» Kutipan Teks
Tapi, sejak Januari 2019, Go-Viet sudah bisa melayani seluruh distrik di Ho Chi Minh, yang terdiri dari 19 distrik urban dan 5 distrik penyangga. Artinya, warga di daerah pinggiran kota seperti Cu Chi, Hoc Mon, Binh Chanh, Nha Be, dan Can Gio dapat memesan Go-Viet. Namun, realitas di lapangan tidaklah demikian.

Saya sempat mencoba memesan Go-Viet dari terminal bus Củ Chi, sekitar 30 kilometer dari pusat kota Ho Chi Minh, menuju Đông Hưng Thuận di Distrik 12, dengan jarak tempuh sekitar 22 kilometer.

Saat memesan lewat Go-Viet, saya membutuhkan sekitar 30 menit untuk menemukan pengemudi yang mau mengantar. Pada waktu berbeda, saat memesan via aplikasi Grab, proses pemesanan hanya butuh tak kurang dari 2 menit.

"Di Củ Chi memang masih jarang. Kalaupun ada yang mau ambil, biasanya enggak mau mengantar jauh-jauh," kata Dinh Anh Ngo, pengemudi Go-Viet yang mengantar saya.

» Tugas
Menurut kutipan teks tentang Go-Viet, berapa lama waktu yang dibutuhkan untuk menemukan pengemudi saat memesan Go-Viet dari terminal bus Củ Chi? Tolong jawab singkat.

» Bahan Sumber
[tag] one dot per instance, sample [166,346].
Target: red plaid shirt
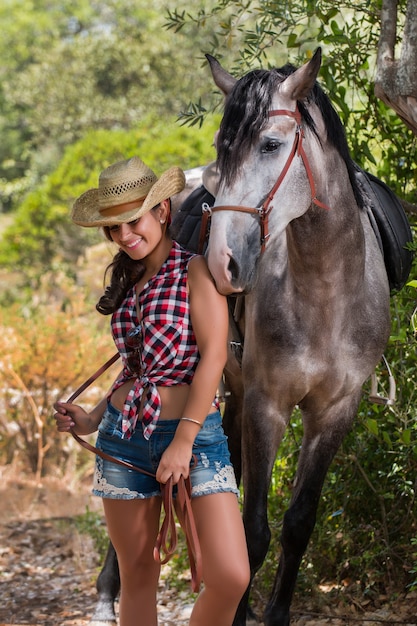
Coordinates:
[169,353]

» Jawaban Tugas
Sekitar 30 menit.